§ **What you have to do**
Print the listing below verbatim, passing over each picture.

§ **Records shown**
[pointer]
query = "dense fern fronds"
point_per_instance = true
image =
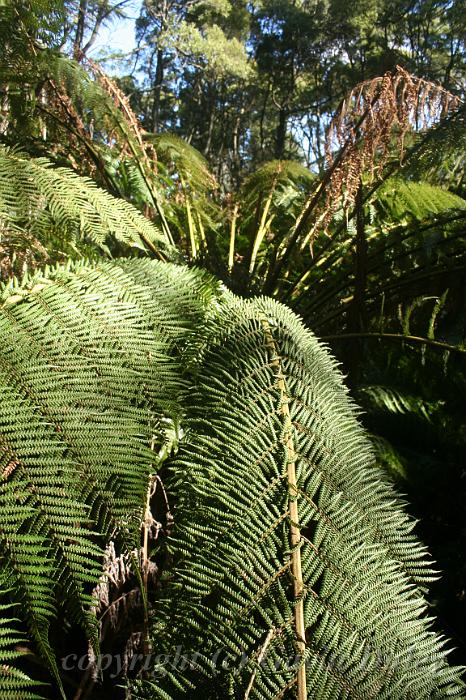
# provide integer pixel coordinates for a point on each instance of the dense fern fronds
(60, 208)
(291, 559)
(88, 370)
(14, 683)
(270, 430)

§ **Exercise answer**
[pointer]
query = "dense fern fronds"
point_per_instance = true
image =
# provide integer pixel coordinates for a point on each instance of the dense fern fronds
(60, 208)
(291, 559)
(88, 370)
(14, 683)
(270, 430)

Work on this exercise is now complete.